Stored data:
--------------------------------

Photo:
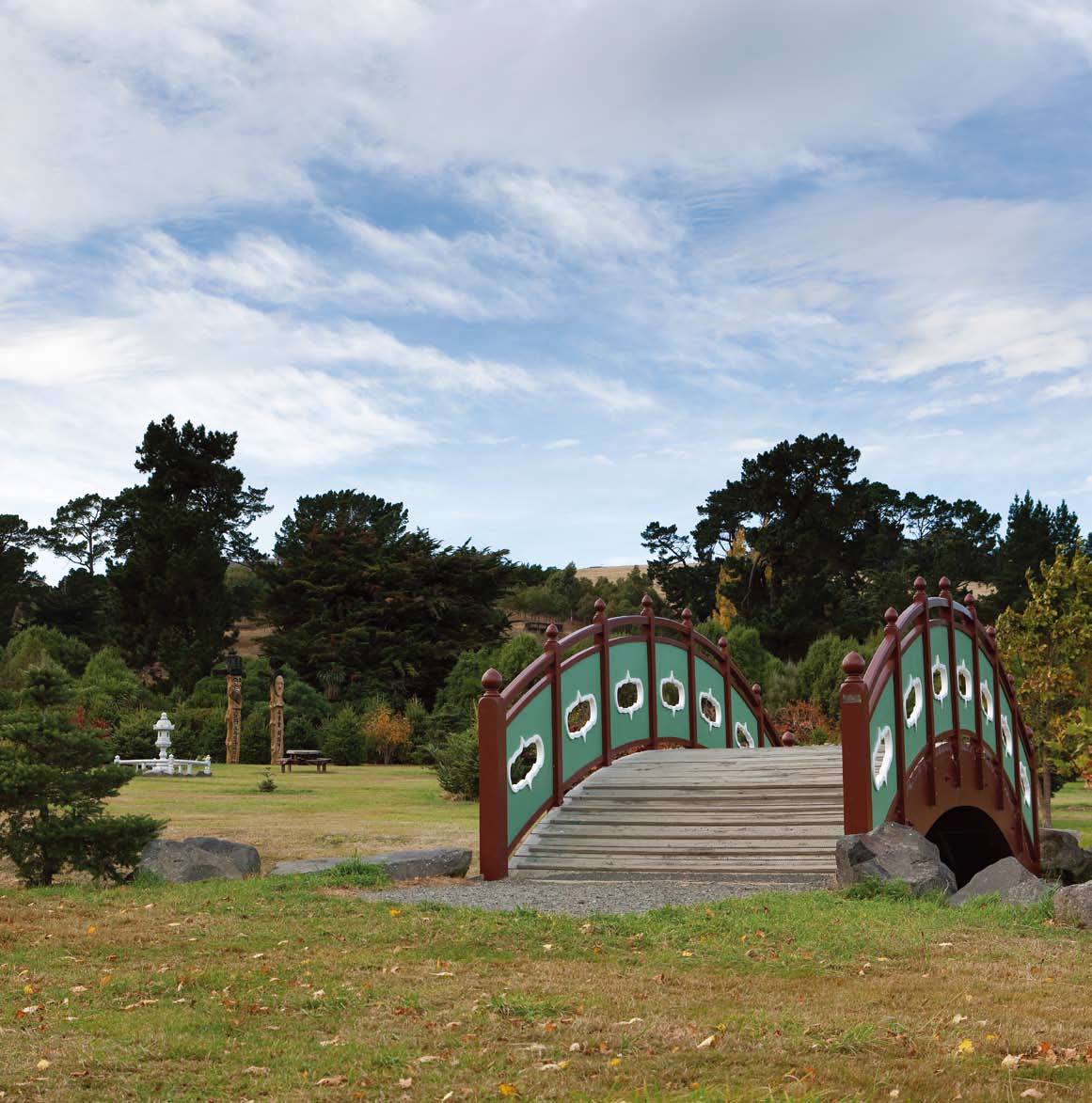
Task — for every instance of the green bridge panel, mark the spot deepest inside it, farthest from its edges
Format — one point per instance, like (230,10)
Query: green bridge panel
(711,682)
(964,658)
(1025,804)
(672,724)
(882,717)
(578,683)
(533,720)
(629,661)
(741,713)
(985,705)
(942,705)
(1008,746)
(914,735)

--------------------------------

Given problem.
Present the rows above as a Markdown table with two columns, Line and Text, giving each line its number and leaving out blank lines. Exclude the pictures.

Task answer.
| Line | Text |
|---|---|
| 1 | Photo: |
| 2 | Task — for every instance of the green bridge panel, mark the spot deepest inside it, farthest from its edges |
| 3 | Format — one point per instance, like (230,10) |
| 4 | Query: green bridge panel |
| 5 | (711,682) |
| 6 | (964,658) |
| 7 | (1025,804) |
| 8 | (672,724) |
| 9 | (882,717) |
| 10 | (578,683) |
| 11 | (533,720) |
| 12 | (629,661) |
| 13 | (741,713) |
| 14 | (985,705) |
| 15 | (942,705) |
| 16 | (1008,746) |
| 17 | (914,735) |